The Donetsk–Krivoy Rog Soviet Republic or Donetsk–Kryvyi Rih Soviet Republic (, ) was a self-declared Soviet republic of the Russian SFSR proclaimed on 12 February 1918. It was founded three days after the government of the Ukrainian People's Republic (UPR) signed its Treaty of Brest-Litovsk with the Central Powers, which recognised the borders of the UPR. Lenin did not support the creation of the entity and neither did Sverdlov. Some other Bolsheviks like Elena Stasova, however, sent a telegraph of best wishes.

The Donetsk–Krivoy Rog Soviet Republic claimed the territories south of the neighbouring Ukrainian People's Republic, including the Donbas, Kharkiv, Yekaterinoslav, and part of the Kherson Governorates. In the beginning, the republic's capital was the city of Kharkiv, but later with the retreat of the Red Guard it moved to Luhansk. The newly created government challenged the authority of the General Secretariat of Ukraine and the People's Secretariat. Some of the commissars held positions as secretaries in another Bolshevik government in Ukraine, the People's Secretariat.

Stored items
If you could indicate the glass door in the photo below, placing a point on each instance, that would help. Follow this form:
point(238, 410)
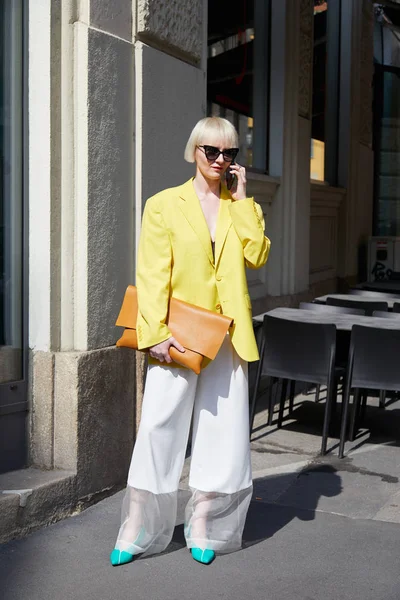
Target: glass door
point(13, 388)
point(387, 151)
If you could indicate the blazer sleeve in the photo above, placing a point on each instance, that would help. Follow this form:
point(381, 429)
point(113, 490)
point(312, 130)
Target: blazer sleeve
point(153, 276)
point(248, 221)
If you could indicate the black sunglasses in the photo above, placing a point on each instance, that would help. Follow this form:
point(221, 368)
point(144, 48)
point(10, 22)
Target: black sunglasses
point(212, 153)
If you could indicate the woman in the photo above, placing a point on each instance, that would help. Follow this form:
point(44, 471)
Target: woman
point(195, 243)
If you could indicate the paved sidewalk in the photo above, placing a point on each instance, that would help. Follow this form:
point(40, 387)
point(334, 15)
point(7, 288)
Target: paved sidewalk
point(318, 529)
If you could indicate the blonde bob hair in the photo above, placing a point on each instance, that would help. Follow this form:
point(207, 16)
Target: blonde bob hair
point(208, 130)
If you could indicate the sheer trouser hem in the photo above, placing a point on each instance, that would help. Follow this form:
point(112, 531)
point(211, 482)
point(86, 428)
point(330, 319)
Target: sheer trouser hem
point(213, 520)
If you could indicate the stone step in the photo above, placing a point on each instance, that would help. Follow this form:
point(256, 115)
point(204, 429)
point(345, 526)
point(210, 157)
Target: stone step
point(31, 498)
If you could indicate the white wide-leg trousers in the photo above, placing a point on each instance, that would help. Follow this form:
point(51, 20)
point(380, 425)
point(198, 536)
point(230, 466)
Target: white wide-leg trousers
point(220, 469)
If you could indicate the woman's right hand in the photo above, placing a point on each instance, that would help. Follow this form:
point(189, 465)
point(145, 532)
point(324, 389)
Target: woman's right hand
point(161, 351)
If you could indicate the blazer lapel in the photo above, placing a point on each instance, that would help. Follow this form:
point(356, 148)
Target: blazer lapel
point(224, 222)
point(191, 208)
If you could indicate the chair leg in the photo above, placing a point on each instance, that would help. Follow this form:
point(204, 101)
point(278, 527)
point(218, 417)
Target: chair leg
point(282, 402)
point(292, 393)
point(330, 398)
point(256, 385)
point(317, 392)
point(354, 414)
point(345, 412)
point(271, 400)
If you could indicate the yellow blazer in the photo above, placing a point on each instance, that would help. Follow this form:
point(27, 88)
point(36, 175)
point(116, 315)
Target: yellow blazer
point(175, 258)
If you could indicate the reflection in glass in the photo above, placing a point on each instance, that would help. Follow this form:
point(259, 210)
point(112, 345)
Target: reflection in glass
point(11, 78)
point(237, 73)
point(317, 160)
point(388, 158)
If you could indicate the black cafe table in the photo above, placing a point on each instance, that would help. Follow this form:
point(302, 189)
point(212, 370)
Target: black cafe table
point(343, 322)
point(390, 300)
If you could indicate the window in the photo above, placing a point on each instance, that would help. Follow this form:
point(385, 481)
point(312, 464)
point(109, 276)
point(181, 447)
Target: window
point(319, 91)
point(324, 127)
point(238, 69)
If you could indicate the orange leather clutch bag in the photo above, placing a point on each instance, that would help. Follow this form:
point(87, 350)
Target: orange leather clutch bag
point(200, 331)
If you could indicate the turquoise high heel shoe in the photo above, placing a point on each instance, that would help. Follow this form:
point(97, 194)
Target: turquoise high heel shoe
point(204, 556)
point(121, 557)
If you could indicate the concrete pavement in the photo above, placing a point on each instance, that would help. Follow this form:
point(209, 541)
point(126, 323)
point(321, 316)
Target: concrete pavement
point(318, 528)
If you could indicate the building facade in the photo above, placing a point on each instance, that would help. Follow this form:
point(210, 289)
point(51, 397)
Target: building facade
point(99, 98)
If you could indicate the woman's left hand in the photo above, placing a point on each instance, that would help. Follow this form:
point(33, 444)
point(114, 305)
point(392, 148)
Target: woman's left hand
point(238, 190)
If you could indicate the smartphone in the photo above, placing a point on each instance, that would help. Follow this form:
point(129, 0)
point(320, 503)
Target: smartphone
point(229, 177)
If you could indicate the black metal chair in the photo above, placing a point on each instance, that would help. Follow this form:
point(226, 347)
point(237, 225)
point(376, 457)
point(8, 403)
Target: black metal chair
point(342, 349)
point(378, 295)
point(295, 351)
point(369, 307)
point(369, 369)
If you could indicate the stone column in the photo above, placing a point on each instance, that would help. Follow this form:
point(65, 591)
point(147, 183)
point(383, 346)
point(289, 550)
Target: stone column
point(82, 240)
point(290, 131)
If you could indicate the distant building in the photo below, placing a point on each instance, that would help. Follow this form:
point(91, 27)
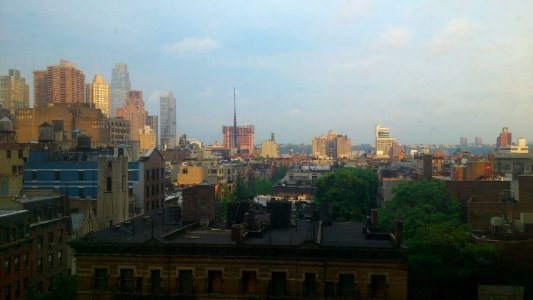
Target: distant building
point(504, 139)
point(167, 114)
point(332, 146)
point(153, 122)
point(120, 88)
point(384, 141)
point(98, 94)
point(135, 113)
point(14, 92)
point(269, 149)
point(147, 138)
point(61, 83)
point(463, 141)
point(245, 138)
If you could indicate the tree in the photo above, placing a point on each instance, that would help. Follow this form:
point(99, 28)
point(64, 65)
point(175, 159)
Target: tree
point(350, 192)
point(441, 254)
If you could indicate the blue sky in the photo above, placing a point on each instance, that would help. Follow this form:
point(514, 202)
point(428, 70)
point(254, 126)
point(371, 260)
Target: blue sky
point(432, 71)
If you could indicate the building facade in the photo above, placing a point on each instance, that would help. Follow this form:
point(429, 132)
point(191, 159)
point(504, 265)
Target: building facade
point(167, 114)
point(98, 94)
point(62, 83)
point(14, 92)
point(120, 88)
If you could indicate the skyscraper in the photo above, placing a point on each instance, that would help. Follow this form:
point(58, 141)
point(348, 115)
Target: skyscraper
point(14, 92)
point(135, 113)
point(167, 115)
point(383, 141)
point(98, 94)
point(120, 88)
point(61, 83)
point(153, 122)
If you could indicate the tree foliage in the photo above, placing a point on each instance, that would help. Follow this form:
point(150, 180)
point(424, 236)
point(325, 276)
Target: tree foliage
point(441, 254)
point(350, 192)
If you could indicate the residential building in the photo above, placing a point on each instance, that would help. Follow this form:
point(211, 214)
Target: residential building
point(98, 94)
point(167, 114)
point(252, 260)
point(14, 92)
point(147, 137)
point(245, 138)
point(119, 89)
point(153, 122)
point(16, 253)
point(384, 141)
point(62, 83)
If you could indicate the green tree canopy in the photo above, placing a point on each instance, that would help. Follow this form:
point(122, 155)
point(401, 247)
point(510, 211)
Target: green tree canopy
point(350, 192)
point(443, 261)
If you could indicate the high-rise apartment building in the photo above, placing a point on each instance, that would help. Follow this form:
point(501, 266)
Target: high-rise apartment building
point(167, 115)
point(153, 122)
point(120, 88)
point(14, 92)
point(135, 113)
point(98, 94)
point(332, 145)
point(245, 138)
point(504, 139)
point(384, 141)
point(463, 141)
point(61, 83)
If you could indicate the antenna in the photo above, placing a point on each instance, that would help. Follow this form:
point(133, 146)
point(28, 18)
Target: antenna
point(235, 131)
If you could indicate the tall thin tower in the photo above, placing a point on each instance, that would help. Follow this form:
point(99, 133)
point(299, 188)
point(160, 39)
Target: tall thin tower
point(235, 130)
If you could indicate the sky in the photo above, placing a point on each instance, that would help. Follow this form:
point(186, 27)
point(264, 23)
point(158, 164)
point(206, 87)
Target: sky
point(430, 70)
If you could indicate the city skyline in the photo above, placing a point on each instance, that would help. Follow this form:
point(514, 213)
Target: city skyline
point(432, 72)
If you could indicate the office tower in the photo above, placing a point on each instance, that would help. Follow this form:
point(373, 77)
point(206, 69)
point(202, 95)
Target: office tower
point(62, 83)
point(153, 122)
point(120, 88)
point(244, 138)
point(332, 145)
point(478, 141)
point(167, 114)
point(463, 141)
point(147, 138)
point(98, 94)
point(134, 112)
point(14, 92)
point(504, 139)
point(383, 141)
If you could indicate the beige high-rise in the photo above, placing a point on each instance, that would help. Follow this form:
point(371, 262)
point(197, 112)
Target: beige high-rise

**Task requirements**
Quote the text on the Donetsk–Krivoy Rog Soviet Republic word for word, between "The Donetsk–Krivoy Rog Soviet Republic or" and "of best wishes.", inclusive. These items are separate material from the text.

**Solution**
The Donetsk–Krivoy Rog Soviet Republic or Donetsk–Kryvyi Rih Soviet Republic (, ) was a self-declared Soviet republic of the Russian SFSR proclaimed on 12 February 1918. It was founded three days after the government of the Ukrainian People's Republic (UPR) signed its Treaty of Brest-Litovsk with the Central Powers, which recognised the borders of the UPR. Lenin did not support the creation of the entity and neither did Sverdlov. Some other Bolsheviks like Elena Stasova, however, sent a telegraph of best wishes.